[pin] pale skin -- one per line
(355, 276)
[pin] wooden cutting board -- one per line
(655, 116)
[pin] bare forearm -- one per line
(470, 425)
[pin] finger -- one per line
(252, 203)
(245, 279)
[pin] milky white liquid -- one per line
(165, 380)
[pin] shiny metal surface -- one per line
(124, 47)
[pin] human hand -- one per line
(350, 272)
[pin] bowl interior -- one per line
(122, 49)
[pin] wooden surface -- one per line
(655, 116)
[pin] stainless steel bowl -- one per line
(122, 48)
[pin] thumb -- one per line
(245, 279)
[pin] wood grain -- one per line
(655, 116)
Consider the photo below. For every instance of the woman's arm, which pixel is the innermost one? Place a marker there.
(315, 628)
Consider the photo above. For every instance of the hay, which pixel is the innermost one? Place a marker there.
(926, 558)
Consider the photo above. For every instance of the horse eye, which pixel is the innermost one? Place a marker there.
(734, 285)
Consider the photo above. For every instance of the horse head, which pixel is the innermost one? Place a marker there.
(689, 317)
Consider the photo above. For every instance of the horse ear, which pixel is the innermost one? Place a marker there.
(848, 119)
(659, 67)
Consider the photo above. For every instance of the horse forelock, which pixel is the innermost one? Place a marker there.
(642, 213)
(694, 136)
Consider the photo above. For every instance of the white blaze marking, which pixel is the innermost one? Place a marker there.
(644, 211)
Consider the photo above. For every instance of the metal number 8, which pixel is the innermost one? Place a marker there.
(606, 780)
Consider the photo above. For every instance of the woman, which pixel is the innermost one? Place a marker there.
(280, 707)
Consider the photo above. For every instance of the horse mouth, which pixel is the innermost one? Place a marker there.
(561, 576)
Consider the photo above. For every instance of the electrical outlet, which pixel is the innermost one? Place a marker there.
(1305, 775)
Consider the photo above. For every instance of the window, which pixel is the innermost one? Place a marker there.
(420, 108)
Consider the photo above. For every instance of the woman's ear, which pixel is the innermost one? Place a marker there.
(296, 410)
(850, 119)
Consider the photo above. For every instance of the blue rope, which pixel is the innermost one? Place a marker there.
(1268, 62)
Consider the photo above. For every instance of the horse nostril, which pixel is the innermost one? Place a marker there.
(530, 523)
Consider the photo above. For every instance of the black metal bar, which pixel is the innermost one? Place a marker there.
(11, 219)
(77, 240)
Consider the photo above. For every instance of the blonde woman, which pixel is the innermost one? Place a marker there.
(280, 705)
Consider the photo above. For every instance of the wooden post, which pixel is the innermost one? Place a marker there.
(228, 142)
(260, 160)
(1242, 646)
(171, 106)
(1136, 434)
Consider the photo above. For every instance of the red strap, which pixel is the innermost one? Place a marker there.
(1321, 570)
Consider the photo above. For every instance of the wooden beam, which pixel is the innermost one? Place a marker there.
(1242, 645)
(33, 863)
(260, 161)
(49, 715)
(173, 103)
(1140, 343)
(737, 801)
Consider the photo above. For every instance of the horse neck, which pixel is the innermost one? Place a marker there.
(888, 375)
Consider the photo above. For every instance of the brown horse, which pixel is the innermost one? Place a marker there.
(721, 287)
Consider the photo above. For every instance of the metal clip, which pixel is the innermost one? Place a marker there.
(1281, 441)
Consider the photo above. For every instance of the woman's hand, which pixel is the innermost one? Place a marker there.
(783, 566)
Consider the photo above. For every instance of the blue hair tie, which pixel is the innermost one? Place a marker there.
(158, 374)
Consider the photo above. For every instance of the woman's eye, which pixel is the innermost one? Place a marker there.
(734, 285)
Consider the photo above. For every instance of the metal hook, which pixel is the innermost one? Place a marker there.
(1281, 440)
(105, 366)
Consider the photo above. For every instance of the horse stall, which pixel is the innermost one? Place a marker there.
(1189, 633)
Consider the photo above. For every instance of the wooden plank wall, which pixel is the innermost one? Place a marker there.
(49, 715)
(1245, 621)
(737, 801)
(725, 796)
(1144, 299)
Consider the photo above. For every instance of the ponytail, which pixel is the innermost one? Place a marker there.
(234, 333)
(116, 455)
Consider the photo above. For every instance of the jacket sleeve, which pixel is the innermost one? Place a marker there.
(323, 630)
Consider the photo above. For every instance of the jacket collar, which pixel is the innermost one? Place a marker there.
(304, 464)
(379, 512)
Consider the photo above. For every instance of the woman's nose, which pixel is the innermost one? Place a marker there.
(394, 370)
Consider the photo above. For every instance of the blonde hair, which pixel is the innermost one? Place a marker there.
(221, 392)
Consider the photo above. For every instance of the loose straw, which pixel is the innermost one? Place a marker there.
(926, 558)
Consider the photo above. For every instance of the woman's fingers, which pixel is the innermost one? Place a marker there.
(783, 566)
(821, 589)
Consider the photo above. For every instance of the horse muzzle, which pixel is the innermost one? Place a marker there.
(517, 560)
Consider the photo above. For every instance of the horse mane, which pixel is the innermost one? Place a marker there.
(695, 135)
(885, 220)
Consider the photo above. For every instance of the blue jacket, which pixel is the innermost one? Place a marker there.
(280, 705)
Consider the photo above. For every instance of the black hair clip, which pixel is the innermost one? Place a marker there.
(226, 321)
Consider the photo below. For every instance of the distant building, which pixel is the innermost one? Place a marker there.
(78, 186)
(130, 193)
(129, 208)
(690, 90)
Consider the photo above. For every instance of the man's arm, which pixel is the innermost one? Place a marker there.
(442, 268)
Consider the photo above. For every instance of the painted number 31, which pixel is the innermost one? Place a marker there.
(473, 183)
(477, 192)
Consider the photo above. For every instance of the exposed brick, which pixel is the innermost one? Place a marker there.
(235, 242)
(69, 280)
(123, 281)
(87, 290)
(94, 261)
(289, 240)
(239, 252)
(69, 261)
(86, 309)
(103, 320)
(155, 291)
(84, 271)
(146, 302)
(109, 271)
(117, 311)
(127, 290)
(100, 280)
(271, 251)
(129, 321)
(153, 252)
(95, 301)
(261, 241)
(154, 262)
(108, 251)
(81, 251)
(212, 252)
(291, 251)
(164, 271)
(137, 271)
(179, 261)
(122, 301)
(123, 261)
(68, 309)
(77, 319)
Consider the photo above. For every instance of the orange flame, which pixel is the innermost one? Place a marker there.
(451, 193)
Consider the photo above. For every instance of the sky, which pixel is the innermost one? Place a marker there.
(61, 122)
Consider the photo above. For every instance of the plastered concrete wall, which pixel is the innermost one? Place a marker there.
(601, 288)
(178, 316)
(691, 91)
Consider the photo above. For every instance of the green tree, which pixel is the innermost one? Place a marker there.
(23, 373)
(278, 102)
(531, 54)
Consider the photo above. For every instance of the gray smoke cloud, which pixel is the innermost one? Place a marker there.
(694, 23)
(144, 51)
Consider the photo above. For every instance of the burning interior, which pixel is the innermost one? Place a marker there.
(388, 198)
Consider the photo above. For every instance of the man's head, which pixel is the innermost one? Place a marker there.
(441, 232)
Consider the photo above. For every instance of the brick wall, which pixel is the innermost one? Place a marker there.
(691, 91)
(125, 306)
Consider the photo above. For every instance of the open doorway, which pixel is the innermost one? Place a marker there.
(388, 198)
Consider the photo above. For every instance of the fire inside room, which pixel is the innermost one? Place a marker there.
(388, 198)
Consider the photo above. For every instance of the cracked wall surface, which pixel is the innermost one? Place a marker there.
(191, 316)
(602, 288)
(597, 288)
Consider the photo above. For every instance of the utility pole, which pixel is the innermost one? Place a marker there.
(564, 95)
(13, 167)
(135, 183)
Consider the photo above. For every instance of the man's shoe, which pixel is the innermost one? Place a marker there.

PROBLEM REQUIREMENTS: Please write out all of the entries above again, switching each "innermost" to "most central" and leaving everything else unchanged.

TASK RESULT:
[pin] pale skin -- one per line
(355, 276)
[pin] wooden cutting board -- one per line
(655, 116)
[pin] bare forearm -- one per line
(470, 425)
[pin] finger -- one per line
(252, 203)
(245, 279)
[pin] milky white liquid -- one per line
(165, 380)
[pin] shiny metal surface -- one per line
(124, 47)
[pin] human hand -- one per line
(350, 272)
[pin] bowl interior -- one per line
(122, 49)
[pin] wooden surface -- one per line
(655, 116)
[pin] stainless steel bowl -- one per line
(122, 48)
[pin] thumb -- one per line
(245, 279)
[pin] wood grain -- one per line
(655, 116)
Consider the photo below. For every instance of the woman's arm, which pixel is the most central one? Place a marker there.
(315, 628)
Consider the photo above. For every instance of the hay, which pixel is the most central one? Place a marker there.
(926, 558)
Consider the photo above. For every instance of the horse eye, which pixel is the most central one? Place a marker there.
(734, 285)
Consider the photo above. For every instance of the horse head, which pixel is the most central one? Place a marker there.
(689, 317)
Consider the photo above. For every instance of the horse ear, which pixel is the most central one? Place a marker there.
(848, 119)
(659, 67)
Consider the photo above. For every instance of the horse forelock, which pixel is the most central one? Place a marker there.
(642, 213)
(694, 136)
Consider the photo above. For every instance of the white blaze marking, which pixel is the most central one? Place a marker there.
(644, 211)
Consider the photo above. For every instance of the metal number 8, which pixel is the most central one? Place a marker there.
(606, 780)
Consider the photo above. For every instance of the woman, which pixel is the most central one? Place a marker there.
(280, 707)
Consider the photo above. For every instance of the horse mouth, which pixel is the most central one? Place a marker there.
(561, 576)
Consider the photo above. For every instance of the electrical outlet, which pixel is the most central one? Place a marker there.
(1305, 775)
Consider the photo above. For every instance of the window, which pixel is the most central one? Place a marker there.
(420, 108)
Consider the photo above. For every instance of the woman's ear, which pixel is the most central one? Place a marker there.
(296, 410)
(850, 119)
Consider the photo above. For every instance of the blue rope, which pixel is the most central one? Place a marker there.
(1268, 62)
Consider the photo above. For every instance of the horse nostril, which pixel is the most central one? Place a marker there.
(530, 523)
Consider the photo above. For every instance of the black metal bar, which pixel is the most central one? Place a marker there.
(11, 219)
(77, 240)
Consider the photo above. For every instance of the blonde woman, which pixel is the most central one? Place a marker there.
(280, 705)
Consider the photo above. For every instance of the wooden post, which pixel is the most central one? Place a marker there.
(228, 142)
(260, 160)
(1242, 646)
(171, 106)
(1136, 434)
Consider the photo above. For every instance of the red strap, which pixel is the most central one? Place a marker there.
(1321, 570)
Consider the photo above. For every instance of the wooden beam, which pixel is the most central one? Place a marker there.
(1242, 645)
(33, 863)
(260, 161)
(49, 715)
(173, 103)
(1140, 343)
(737, 801)
Consider the photo above. For every instance of the horse neck, which pixel is the most central one? Place a marker there.
(888, 375)
Consider the photo above. For every instance of the brown horse, which pixel is the most central one? Place a marker there.
(721, 287)
Consider the photo above. For every instance of the metal clip, which pixel is the most central one? Place a marker there.
(1281, 441)
Consider the photo above. For every instance of the woman's hand, which pixel is the most central one? Place a marker there.
(783, 566)
Consider the photo above. For every instance of the blue hair tie, which pixel is the most central one? Place a marker there.
(158, 374)
Consider the photo above. For every instance of the woman's eye, which pixel is the most central one? Place a marker there.
(734, 285)
Consider the photo above. For every instance of the metal hook, which pixel is the most central one? Place a marker there.
(1281, 440)
(105, 366)
Consider the photo above. For every instance of the horse stall, which pixel is the most central one? Place a marker there.
(1189, 633)
Consider the photo above. For every instance of the wooden plank wall, which pixel is the most central one? Place a marker there.
(49, 715)
(1245, 621)
(737, 801)
(725, 796)
(1144, 299)
Consider the photo above. For every instance of the ponytail, which pixel is the most central one? Place a marker there.
(234, 333)
(116, 455)
Consider the photo above. For every instance of the jacket sleeve, which pixel is the most central one? Place a marker there.
(323, 630)
Consider the photo above. For every instance of the jacket collar, which pixel is the most central one? Place a marker there.
(304, 464)
(379, 512)
Consider the photo above. For every instance of the woman's nose, which pixel is the most central one? Place a marker there.
(394, 370)
Consider the photo above. For every instance of the blonde hair, which pixel is the most central one? Place a marker there.
(221, 392)
Consider the photo above. For every instance of the loose straw, which pixel is the most central one? Place a marker there.
(926, 558)
Consider the photo above. For every instance of the woman's fingers, which pixel is the most central one? Place a marker there.
(783, 566)
(821, 589)
Consider the photo above. For every instance of the horse muzzle, which pixel is the most central one? Place a marker there.
(517, 560)
Consider the photo above. For every instance of the horse mane, which pixel is the most central one? Place a marker there.
(695, 135)
(885, 220)
Consider the photo above. For every instance of the blue jacket, which pixel is the most central one? Place a marker there.
(280, 705)
Consider the photo above. For every instance of the black hair clip, which pixel is the most central one? Place a marker there.
(226, 321)
Consider the photo below. For every instance of the distant building, which pixel is the most central one? Place a marker there.
(78, 186)
(130, 193)
(129, 208)
(690, 90)
Consider the photo above. For every instance of the man's arm, which pixel is the most central one? Place a marker there.
(442, 268)
Consider the photo above. For every instance of the painted number 31, which pixel is the most central one? Place a marker there.
(473, 183)
(477, 192)
Consider the photo above. For every instance of the exposed brick, which pixel is the most central one? Place a marker there.
(235, 242)
(69, 280)
(123, 281)
(87, 290)
(94, 261)
(289, 240)
(239, 252)
(69, 261)
(86, 309)
(103, 320)
(155, 291)
(84, 271)
(146, 302)
(109, 271)
(117, 311)
(127, 290)
(100, 280)
(271, 251)
(129, 321)
(153, 252)
(95, 301)
(261, 241)
(154, 262)
(108, 251)
(81, 251)
(212, 252)
(291, 251)
(164, 271)
(137, 271)
(179, 261)
(122, 301)
(123, 261)
(68, 309)
(77, 319)
Consider the photo above. For every instance of the orange flame, which pixel is the most central one? Place a marker there.
(451, 193)
Consider the photo above. For every instance of the sky, which pixel is the most central one? Place a marker there.
(61, 122)
Consider the photo above. For every instance of the plastered concrete wall, which pixel is the most central one? Place a marker there.
(601, 288)
(178, 316)
(691, 91)
Consider the photo above. For every instance of the green tree, which pixel is the most central one? Place a marker there.
(23, 373)
(278, 102)
(531, 54)
Consider the photo above. For every instance of the gray smoke cloud, which pixel is the most central one? Place a marker there.
(694, 23)
(144, 51)
Consider the photo above. For every instance of the burning interior, which pixel is the most central one? Place a marker there.
(388, 198)
Consider the photo above. For every instance of the man's head, which pixel is the most central one? Place a marker there.
(441, 232)
Consider the photo above. For every instance of the brick wall, which pixel is the most central one? Place a marker there.
(691, 91)
(125, 306)
Consider the photo above. For every instance of the open doorway, which pixel is the most central one? Place a marker there.
(388, 198)
Consider the photo above. For every instance of the fire inside room, which pixel is the most central one? Place a marker there.
(388, 198)
Consider the photo above. For every instance of the cracked wall surface, which pixel is the most central one? Place a marker there.
(191, 316)
(602, 288)
(597, 288)
Consider the photo above. For every instance of the utility pole, which pixel is the most central one? Place a marker there.
(564, 95)
(13, 167)
(135, 183)
Consider the photo above. For every instance of the man's shoe, which pixel is the most central one? Place a marker there.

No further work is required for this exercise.